-- begin GIVEN TEXT --

Ha ha ... I guess I got one  This is a running joke with my local training friends .... I get asked often how much to buy my girl. 
So her topper box reads:


----------



## Miriam Wade (Apr 24, 2003)

stoney said:


> i think a lot of getting your dog up to superstar standard is understanding what is and what is not fair and reasonable hence u need to be around the top dogs regularly to build an appreciation
> good luck


This has been an interesting thread to follow with lots of good input. Peter, can you elaborate on your statement above?

Thanks!

M


----------



## stoney (Apr 6, 2004)

hi miriam
great to have u chime in
i often think off u when i pass my 2007 Canadian open poster that i had framed and is on my wall i remember that your dog is on that poster
my point was that when u compete against other great dogs on tests not off your choosing and are able to measure your own performance up against others u can often get a much more realistic assessment of how your dog stacks up
u have to win in the judges estimation not your own and i think people who have not been exposed to top class competition can be seduced by youtube vids from third rate trainers putting up rehearsed blinds and parading them as the real deal etc this makes it very difficult to gain a real appreciation of what top class dogwork is all about
almost without exception dogs win run better on training tests devised by their owners or trainers many people wonder why their dog doesn't perform to the same level in competition 
perceptive handlers will watch the great dogs and analyse the pluses and minus of each dog eventually they will realize that the greats are that way because of the sum total of what they do rather than because of any individually brilliant trait In other words there are many dogs out there who can run blinds in training like creek robber or mark like lean mac but the great dogs are a package and thru the elimination of weaknesses strengths will naturally occur
great dogs need a great trainer and great trainers have an understanding of what is fair and reasonable an example would be decheating. Decheating can be overdone to the point where sagacity is knocked out of the dog The great dog and handler teams will understand that sometimes 8 out of 10 is the optimum score and will intrinsically understand that perfection is the enemy of very good U can only do this by measuring your standards against the best in competition conditions. I evaluate my dogs performance against the field on ever run.Most dogs will run 30% better or more in training than in competition the superstars will deteriorate far less maybe only 10% that is why they win. many new and ambitious handler trainers seek perfection and fail to realize that it is often the quality of the bottom 30% of a great dogs performance that dictates the outcome of the trial not the quality of the top end
disaster proofing is critical to success and is an integral part of the superstar package great dogs are very consistent and do fewer poor runs and make less mistakes that is why they win Mistake minimization is paramount to success
if u are not around the cream of the crop u have no basis of comparison u simply cannot evaluate what is fair and reasonable . Or if u get to train with one high end dog all u end up with is your own experiences and your training partners he may have succeeded for the right reasons or he may have succeeded despite what he did either way the pool is to small to draw any lasting conclusions
personally my dog bossco is a good example he leads the nation this year in AA wins yet he is far from my best marker and i have owned better line runners and more athletic dogs which train to a higher standard yet bossco is a genuine Australian superstar and a very very dominate champion the sum total of what he does is a highly impressive package.

-- end GIVEN TEXT --
-- begin DATASET EXTRACT --

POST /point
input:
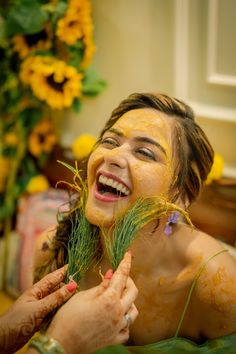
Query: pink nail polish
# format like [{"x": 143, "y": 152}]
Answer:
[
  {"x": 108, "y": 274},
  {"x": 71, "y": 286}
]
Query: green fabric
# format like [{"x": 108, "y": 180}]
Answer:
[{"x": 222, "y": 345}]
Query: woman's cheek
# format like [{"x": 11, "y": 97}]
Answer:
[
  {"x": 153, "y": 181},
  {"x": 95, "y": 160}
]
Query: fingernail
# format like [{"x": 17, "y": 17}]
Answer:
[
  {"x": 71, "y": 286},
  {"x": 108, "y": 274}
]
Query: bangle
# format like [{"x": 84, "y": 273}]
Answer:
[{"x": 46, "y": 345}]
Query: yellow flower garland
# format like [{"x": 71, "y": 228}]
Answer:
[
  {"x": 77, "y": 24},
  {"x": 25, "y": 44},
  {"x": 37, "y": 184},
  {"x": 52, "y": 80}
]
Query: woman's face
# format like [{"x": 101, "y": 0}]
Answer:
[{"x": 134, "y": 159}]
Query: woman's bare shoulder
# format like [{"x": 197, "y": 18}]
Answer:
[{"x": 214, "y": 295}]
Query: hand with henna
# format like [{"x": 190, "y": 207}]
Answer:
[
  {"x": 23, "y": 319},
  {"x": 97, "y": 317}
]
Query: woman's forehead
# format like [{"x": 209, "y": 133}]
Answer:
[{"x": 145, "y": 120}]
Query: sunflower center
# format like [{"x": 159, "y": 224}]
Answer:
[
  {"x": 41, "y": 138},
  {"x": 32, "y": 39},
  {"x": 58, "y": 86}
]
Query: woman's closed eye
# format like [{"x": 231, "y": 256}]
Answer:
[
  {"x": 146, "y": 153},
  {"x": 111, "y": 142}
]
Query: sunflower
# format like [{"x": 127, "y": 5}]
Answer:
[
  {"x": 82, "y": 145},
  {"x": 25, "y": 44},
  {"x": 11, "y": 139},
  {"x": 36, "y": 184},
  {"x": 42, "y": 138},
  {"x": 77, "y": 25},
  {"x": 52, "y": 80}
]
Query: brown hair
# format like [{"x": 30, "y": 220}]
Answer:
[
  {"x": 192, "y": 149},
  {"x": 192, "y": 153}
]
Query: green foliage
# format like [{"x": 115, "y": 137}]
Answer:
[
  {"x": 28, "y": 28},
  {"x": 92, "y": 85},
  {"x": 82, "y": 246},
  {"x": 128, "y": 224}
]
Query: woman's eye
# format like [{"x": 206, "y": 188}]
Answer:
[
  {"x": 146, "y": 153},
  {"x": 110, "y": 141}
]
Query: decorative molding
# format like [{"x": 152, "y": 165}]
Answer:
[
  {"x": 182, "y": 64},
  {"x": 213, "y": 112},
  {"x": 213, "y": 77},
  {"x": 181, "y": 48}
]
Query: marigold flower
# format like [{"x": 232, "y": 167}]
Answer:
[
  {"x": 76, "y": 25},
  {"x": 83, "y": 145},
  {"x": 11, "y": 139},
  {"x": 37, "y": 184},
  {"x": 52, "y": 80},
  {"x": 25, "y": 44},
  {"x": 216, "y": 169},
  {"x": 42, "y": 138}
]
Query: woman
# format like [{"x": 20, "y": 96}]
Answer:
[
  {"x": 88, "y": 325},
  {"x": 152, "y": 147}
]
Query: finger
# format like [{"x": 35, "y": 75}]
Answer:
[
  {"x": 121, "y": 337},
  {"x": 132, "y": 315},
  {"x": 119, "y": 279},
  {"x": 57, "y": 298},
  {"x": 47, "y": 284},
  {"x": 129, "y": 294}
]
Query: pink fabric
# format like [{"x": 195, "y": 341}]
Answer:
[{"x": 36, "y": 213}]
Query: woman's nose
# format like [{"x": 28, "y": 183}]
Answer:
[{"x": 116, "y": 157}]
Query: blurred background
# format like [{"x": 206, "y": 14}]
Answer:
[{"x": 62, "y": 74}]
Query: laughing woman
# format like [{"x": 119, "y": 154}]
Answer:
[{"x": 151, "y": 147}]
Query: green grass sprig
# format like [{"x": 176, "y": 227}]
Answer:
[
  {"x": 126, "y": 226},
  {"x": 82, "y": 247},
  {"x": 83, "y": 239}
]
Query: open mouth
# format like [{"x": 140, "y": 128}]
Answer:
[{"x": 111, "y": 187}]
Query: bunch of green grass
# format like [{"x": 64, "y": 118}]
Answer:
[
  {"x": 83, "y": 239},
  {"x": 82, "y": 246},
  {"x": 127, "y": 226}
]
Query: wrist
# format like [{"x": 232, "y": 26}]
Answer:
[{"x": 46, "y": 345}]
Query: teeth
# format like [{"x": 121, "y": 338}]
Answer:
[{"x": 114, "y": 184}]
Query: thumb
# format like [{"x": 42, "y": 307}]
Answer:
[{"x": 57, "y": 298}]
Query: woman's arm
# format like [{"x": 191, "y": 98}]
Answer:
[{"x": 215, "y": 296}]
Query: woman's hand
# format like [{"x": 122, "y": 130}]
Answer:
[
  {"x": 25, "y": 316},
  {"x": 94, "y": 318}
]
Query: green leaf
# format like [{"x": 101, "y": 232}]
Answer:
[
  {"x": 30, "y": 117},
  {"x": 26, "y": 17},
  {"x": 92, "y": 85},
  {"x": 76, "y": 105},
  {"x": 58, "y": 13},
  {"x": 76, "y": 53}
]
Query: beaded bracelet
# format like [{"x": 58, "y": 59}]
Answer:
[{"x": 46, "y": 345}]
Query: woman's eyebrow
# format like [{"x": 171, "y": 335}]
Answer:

-- end DATASET EXTRACT --

** WORK INSTRUCTIONS **
[1] According to the forum thread, by roughly how much better do most dogs run in training than in competition?
[2] Print the passage of the forum thread from "Ha ha ... I" to "(Apr 24, 2003)".

** SOLVED TASKS **
[1] Most dogs run 30% better or more in training than in competition.

[2]
Ha ha ... I guess I got one  This is a running joke with my local training friends .... I get asked often how much to buy my girl. 
So her topper box reads:


----------



## Miriam Wade (Apr 24, 2003)